Exercise:
Print the whole listing below word for word, keeping every line and number unchanged.

Data for this task:

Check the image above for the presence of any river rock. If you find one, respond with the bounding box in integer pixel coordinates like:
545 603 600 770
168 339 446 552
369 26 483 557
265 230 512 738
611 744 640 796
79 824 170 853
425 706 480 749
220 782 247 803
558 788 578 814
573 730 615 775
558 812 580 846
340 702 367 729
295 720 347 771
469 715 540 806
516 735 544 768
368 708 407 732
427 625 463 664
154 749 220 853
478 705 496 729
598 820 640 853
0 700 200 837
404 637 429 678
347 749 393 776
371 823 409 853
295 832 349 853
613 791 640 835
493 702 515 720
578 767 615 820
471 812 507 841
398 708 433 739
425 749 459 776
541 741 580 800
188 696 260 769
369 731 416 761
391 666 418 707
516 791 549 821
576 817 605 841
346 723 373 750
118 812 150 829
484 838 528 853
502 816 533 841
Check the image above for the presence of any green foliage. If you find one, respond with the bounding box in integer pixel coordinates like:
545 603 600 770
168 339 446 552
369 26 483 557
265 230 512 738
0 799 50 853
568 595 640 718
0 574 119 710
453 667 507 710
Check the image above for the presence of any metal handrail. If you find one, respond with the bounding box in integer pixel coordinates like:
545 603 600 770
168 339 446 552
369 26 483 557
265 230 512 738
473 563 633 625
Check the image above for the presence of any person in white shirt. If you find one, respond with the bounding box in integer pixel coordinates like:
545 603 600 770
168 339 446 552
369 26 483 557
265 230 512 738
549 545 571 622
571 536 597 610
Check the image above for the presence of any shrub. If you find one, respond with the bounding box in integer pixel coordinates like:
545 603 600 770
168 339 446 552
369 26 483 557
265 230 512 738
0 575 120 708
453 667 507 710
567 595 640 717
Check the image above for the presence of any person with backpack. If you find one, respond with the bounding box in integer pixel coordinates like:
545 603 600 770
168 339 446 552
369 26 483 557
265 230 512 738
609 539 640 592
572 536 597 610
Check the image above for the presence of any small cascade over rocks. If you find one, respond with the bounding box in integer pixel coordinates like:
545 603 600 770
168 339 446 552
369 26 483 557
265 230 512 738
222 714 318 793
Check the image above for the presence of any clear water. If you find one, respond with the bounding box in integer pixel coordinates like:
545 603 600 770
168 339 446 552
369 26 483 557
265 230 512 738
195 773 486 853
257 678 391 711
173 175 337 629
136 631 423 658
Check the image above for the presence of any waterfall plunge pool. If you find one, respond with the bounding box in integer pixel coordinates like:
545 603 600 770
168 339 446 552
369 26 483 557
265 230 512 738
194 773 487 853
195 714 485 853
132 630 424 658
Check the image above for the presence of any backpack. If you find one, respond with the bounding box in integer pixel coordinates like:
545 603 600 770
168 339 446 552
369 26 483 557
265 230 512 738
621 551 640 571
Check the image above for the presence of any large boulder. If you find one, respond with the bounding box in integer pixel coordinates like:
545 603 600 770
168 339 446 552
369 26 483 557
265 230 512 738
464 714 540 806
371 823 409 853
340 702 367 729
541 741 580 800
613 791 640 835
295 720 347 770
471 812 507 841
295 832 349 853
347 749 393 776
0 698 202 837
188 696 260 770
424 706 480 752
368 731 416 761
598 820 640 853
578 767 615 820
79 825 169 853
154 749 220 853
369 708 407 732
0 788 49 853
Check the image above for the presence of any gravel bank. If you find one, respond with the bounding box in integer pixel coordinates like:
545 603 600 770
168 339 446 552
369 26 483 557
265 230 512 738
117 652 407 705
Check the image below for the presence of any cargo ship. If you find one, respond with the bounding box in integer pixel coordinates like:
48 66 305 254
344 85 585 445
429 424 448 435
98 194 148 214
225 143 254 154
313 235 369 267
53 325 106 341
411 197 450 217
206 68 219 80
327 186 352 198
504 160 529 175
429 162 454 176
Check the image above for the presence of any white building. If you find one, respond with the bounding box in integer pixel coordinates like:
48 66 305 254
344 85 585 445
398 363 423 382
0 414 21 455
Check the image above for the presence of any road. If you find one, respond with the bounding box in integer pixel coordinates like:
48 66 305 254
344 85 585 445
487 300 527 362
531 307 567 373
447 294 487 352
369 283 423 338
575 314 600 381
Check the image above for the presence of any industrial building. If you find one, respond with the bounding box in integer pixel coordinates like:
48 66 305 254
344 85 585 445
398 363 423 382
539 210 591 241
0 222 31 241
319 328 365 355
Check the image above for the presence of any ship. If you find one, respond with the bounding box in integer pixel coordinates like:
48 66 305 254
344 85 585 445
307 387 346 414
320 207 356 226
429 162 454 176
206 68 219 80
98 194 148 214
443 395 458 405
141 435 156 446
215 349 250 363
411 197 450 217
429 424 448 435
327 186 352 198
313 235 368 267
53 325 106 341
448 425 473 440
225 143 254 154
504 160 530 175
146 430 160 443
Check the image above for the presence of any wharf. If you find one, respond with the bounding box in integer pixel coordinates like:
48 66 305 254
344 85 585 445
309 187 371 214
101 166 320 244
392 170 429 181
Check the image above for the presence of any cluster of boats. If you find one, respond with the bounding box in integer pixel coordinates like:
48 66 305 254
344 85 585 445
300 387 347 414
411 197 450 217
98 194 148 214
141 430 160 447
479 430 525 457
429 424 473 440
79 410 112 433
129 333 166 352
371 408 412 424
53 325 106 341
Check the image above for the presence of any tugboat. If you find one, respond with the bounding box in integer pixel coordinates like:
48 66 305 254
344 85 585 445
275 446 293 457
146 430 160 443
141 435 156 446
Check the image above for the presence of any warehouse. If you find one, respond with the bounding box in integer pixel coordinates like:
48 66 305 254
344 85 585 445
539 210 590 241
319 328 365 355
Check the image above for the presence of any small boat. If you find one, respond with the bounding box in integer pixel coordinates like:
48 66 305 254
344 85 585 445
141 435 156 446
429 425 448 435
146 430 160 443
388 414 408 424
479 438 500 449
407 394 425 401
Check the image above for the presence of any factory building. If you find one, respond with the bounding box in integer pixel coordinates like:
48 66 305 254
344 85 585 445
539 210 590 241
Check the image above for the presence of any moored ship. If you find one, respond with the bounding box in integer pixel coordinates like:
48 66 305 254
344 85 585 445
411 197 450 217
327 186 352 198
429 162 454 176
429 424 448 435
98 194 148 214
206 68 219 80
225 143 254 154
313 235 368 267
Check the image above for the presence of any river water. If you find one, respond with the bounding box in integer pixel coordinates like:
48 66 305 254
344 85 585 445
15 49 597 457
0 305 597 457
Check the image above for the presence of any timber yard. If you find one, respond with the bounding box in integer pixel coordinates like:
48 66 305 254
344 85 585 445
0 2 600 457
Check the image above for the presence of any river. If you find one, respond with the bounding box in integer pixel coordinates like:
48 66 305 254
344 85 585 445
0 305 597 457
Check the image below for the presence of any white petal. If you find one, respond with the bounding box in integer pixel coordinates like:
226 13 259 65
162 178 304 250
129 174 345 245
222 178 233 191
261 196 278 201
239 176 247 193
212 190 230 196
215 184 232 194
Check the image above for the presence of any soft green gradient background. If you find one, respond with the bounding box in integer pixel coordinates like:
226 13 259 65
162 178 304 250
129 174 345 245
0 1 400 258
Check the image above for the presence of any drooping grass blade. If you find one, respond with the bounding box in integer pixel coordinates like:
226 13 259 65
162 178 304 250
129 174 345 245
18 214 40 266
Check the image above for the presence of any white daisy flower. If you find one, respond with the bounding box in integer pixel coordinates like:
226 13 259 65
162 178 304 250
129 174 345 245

Answer to the exercise:
Check the image above for the presence of any river rock. If you find one, respond with the bounding box in integer pixel coordinates like:
545 603 600 770
168 339 446 552
369 26 483 557
265 230 512 738
611 744 640 796
79 824 170 853
425 706 480 749
220 782 247 803
558 788 578 814
573 730 615 775
558 812 580 846
340 702 367 729
295 720 347 771
469 715 540 806
516 735 544 768
368 708 407 732
427 625 463 664
154 749 220 853
478 705 496 729
598 820 640 853
0 700 200 837
404 637 429 678
347 749 393 776
371 823 409 853
295 832 349 853
613 791 640 835
493 702 515 720
578 767 615 820
471 812 507 841
398 708 433 739
425 749 459 776
541 741 580 800
188 696 260 769
369 731 416 761
391 666 418 707
516 791 549 821
576 817 605 841
346 723 373 750
118 812 150 829
484 838 528 853
502 816 533 841
Check the image above for the presence of any green foliage. If you find one, respond with the bounding box in integer pixel coordinates like:
545 603 600 770
168 339 446 552
369 26 483 557
265 230 512 738
0 799 50 853
568 595 640 718
0 574 119 710
453 667 507 710
Check the image above for the presence of any metal handrail. If you find one, respond with the bounding box in integer pixel coordinates like:
545 603 600 770
168 339 446 552
369 26 483 557
265 230 512 738
473 563 633 625
Check the image above for the presence of any person in white shirt. If you find one, respond with the bounding box in integer pixel coordinates like:
545 603 600 770
168 339 446 552
369 26 483 557
265 230 512 738
549 545 571 622
571 536 597 610
Check the image above for the presence of any shrub. If you find one, respond with the bounding box in integer pixel coordinates like:
545 603 600 770
168 339 446 552
369 26 483 557
265 230 512 738
0 575 120 708
453 667 507 710
567 595 640 717
Check the image above for the presence of any person with backpack. If you find one, respond with the bounding box in integer pixel coordinates like:
545 603 600 770
168 339 446 552
369 26 483 557
265 230 512 738
609 539 640 592
572 536 597 610
Check the image above for the presence of any small cascade over rocks. If you find one, respond with the bounding box in integer pixel coordinates like:
545 603 600 770
168 339 446 552
369 26 483 557
265 230 512 738
222 714 318 793
Check the image above for the presence of any clear water. If you find one, respond with the bounding box in integer pixel coordinates like:
545 603 600 770
168 339 446 552
369 26 483 557
265 230 512 738
195 773 486 853
257 678 391 711
173 175 337 629
136 631 423 658
Check the image above for the presence of any waterfall plunge pool. If you find one, respond with the bounding box in integer pixel coordinates like:
545 603 600 770
168 339 446 552
369 26 483 557
265 230 512 738
194 773 487 853
195 714 485 853
132 630 424 658
Check the image above for the presence of any backpack. If you find one, respond with the bounding box in integer pixel coordinates like:
545 603 600 770
168 339 446 552
369 26 483 557
265 230 512 738
621 551 640 571
Check the image above for the presence of any large boulder. If you find one, respond with the bounding box in integer pixel coordinates like:
545 603 600 770
168 339 446 552
369 26 483 557
265 230 512 738
464 714 540 806
371 823 409 853
340 702 367 729
541 741 580 800
613 791 640 835
295 720 347 770
471 812 507 841
295 832 349 853
347 749 393 776
0 698 202 837
188 696 260 770
424 706 480 752
368 731 416 761
598 820 640 853
578 767 615 820
79 825 169 853
154 749 220 853
369 708 407 732
0 788 49 853
Check the image above for the presence of any gravel bank. If you find one, respond with the bounding box in integer pixel coordinates like:
545 603 600 770
168 339 446 552
369 26 483 557
265 230 512 738
117 652 407 705
Check the image below for the presence of any cargo ship. If you find one, respond with the bounding box in integer pixel coordinates like:
48 66 305 254
344 85 585 445
429 424 448 435
98 194 148 214
225 143 254 154
313 235 369 267
53 325 106 341
411 197 450 217
206 68 219 80
327 186 352 198
504 160 529 175
429 162 454 176
Check the image above for the presence of any white building. If you find one, respond with the bounding box in integer pixel coordinates like:
48 66 305 254
344 85 585 445
398 363 423 382
0 414 21 455
Check the image above for the presence of any road. If you find one, respond with the bounding box in integer pixel coordinates like:
48 66 305 254
344 85 585 445
487 300 527 362
531 307 567 373
447 294 487 352
369 283 423 338
575 314 600 381
Check the image above for the presence of any industrial building. If you find one, respond with the bounding box in integer pixel coordinates like:
48 66 305 254
344 85 585 445
398 363 423 382
539 210 591 241
0 222 31 241
319 328 365 355
Check the image above for the presence of any ship. If you find one, respond with the bounding box in integer pixel coordinates like:
48 66 305 254
344 85 585 445
307 387 346 414
320 207 356 226
429 162 454 176
206 68 219 80
98 194 148 214
443 395 458 405
141 435 156 446
215 349 250 363
411 197 450 217
429 424 448 435
327 186 352 198
313 235 368 267
53 325 106 341
448 425 473 440
225 143 254 154
504 160 530 175
146 430 160 443
Check the image above for the presence of any wharf. If you find one, respond with the bounding box in integer pixel coordinates like:
48 66 305 254
344 85 585 445
309 187 371 214
101 166 320 244
392 170 429 181
Check the image above for the presence of any cluster of boats. If you find one, respond with the bounding box in integer pixel coordinates like:
48 66 305 254
344 85 585 445
300 387 347 414
411 197 450 217
98 194 148 214
141 430 160 447
479 430 525 457
429 424 473 440
79 410 112 433
129 333 166 352
371 408 412 424
53 325 106 341
Check the image above for the presence of any tugboat. If you find one, respond with the bounding box in integer pixel coordinates like:
48 66 305 254
344 85 585 445
275 446 293 457
146 430 160 443
141 435 156 446
Check the image above for the presence of any warehouse. If you find one, respond with the bounding box in integer pixel coordinates like:
48 66 305 254
344 85 585 445
539 210 590 241
319 328 365 355
Check the image above for the presence of any small boat. If you find one, respond with the bounding box in integer pixel coordinates like:
48 66 305 254
344 85 585 445
141 435 156 446
429 425 448 435
146 430 160 443
388 414 408 424
479 438 500 449
407 394 425 401
Check the image above for the presence of any factory building. If you find one, respond with the bounding box in integer pixel coordinates like:
48 66 305 254
344 85 585 445
539 210 590 241
Check the image above for the presence of any moored ship. If you find one, respond with the bounding box in integer pixel coordinates like:
48 66 305 254
344 85 585 445
411 197 450 217
327 186 352 198
429 162 454 176
429 424 448 435
98 194 148 214
206 68 219 80
225 143 254 154
313 235 368 267
Check the image above for the presence of any river water. If you find one, respond with the bounding box in integer pixel coordinates like:
48 66 305 254
344 85 585 445
15 49 597 457
0 305 597 457
Check the image above for the presence of any timber yard. If you find one, respond with the bounding box in integer pixel coordinates like:
48 66 305 254
344 85 585 445
0 2 600 457
Check the image above for the presence of any river. If you find one, respond with the bounding box in integer pixel coordinates like:
48 66 305 254
344 85 585 445
0 305 597 457
Check the image below for the presence of any white petal. If you find one, respond with the bounding box in integer pixel coordinates like:
226 13 259 65
162 178 304 250
129 174 345 245
222 178 233 191
261 196 278 201
239 176 247 193
212 190 230 196
215 184 232 194
Check the image above for the presence of any soft green gradient background. If you find one, respond with the bounding box in integer pixel coordinates like:
226 13 259 65
162 178 304 250
129 174 345 245
0 1 400 258
Check the image above for the presence of any drooping grass blade. If you find one, respond with the bounding box in integer pixel coordinates like:
226 13 259 65
162 178 304 250
129 174 345 245
18 214 40 266
Check the image above for the presence of any white daisy flower. If you find one, respond with the bounding box in integer pixel coordinates like:
226 13 259 65
162 178 304 250
129 174 345 245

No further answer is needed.